* DIRECTIONS *
State how many lines of the material contain the string "finger", and reply with that number alone.

* Point placement records *
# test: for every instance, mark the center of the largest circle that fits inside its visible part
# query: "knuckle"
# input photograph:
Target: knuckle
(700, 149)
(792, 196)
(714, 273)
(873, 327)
* * *
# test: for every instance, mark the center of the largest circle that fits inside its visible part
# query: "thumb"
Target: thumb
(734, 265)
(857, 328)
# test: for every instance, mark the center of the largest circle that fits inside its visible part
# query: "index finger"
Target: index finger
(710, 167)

* TASK ANSWER *
2